DOCUMENT SEGMENT
* START *
Race details
- Date: 22 May 1983
- Official name: XLIII Pau Grand Prix
- Location: Pau, France
- Course: Temporary Street Circuit
- Course length: 2.760 km (1.720 miles)
- Distance: 73 laps, 206.882 km (128.550 miles)
- Weather: Rain

Pole position
- Driver: Stefan Bellof; / Maurer-BMW
- Time: 1:11.87

Fastest lap
- Driver: Stefan Bellof / Maurer-BMW
- Time: 1:13.12

Podium
- First: Jo Gartner; / Spirit-BMW
- Second: Kenny Acheson; / Maurer-BMW
- Third: Jonathan Palmer; / Ralt-Honda

= 1983 Pau Grand Prix =

The 1983 Pau Grand Prix was a Formula Two motor race held on 22 May 1983 at the Pau circuit, in Pau, Pyrénées-Atlantiques, France. After initially winning the Grand Prix, Alain Ferté, as well as his teammate, Stefan Bellof were disqualified after their cars were found to be underweight. This therefore handed the win to Jo Gartner. Kenny Acheson finished second and Jonathan Palmer third.
* END *
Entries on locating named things
* START *
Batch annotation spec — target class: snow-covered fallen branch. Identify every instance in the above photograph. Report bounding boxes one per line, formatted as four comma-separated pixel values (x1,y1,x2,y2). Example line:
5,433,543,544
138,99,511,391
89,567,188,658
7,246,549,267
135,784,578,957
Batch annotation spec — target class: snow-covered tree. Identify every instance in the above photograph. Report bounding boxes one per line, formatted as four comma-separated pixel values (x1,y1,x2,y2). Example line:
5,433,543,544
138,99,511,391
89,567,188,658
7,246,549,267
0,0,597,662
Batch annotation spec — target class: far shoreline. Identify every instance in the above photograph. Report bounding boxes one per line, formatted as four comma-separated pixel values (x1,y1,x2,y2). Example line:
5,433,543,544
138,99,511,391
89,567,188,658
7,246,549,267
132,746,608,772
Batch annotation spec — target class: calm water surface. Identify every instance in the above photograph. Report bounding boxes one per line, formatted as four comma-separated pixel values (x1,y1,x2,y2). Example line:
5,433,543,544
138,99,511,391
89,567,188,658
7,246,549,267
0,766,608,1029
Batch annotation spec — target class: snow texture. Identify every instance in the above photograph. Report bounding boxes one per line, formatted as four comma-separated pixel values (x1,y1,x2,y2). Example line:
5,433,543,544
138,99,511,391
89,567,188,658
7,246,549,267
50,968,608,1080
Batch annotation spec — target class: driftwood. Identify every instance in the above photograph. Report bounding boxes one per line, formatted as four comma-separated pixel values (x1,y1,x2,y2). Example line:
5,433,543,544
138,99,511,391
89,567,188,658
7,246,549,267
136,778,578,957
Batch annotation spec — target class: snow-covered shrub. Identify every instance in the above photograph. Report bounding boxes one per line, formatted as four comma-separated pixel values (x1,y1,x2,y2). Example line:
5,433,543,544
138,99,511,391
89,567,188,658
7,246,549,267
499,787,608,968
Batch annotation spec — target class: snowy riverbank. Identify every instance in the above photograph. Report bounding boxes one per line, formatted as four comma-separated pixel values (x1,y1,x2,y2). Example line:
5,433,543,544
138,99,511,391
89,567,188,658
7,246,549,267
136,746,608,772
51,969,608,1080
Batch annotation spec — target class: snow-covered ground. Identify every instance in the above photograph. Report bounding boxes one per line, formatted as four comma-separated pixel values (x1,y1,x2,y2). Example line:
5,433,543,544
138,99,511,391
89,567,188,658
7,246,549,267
* END *
ACTIONS TO TAKE
A - Rewrite the part of the 1983 Pau Grand Prix text that opens with the words containing "The 1983 Pau" and closes with "Jonathan Palmer third.", swapping "Formula Two" for "Formula 2".
B - According to the 1983 Pau Grand Prix text, why were Alain Ferté and Stefan Bellof disqualified?

OUTPUTS IN ORDER
A -
The 1983 Pau Grand Prix was a Formula 2 motor race held on 22 May 1983 at the Pau circuit, in Pau, Pyrénées-Atlantiques, France. After initially winning the Grand Prix, Alain Ferté, as well as his teammate, Stefan Bellof were disqualified after their cars were found to be underweight. This therefore handed the win to Jo Gartner. Kenny Acheson finished second and Jonathan Palmer third.

B - Their cars were found to be underweight.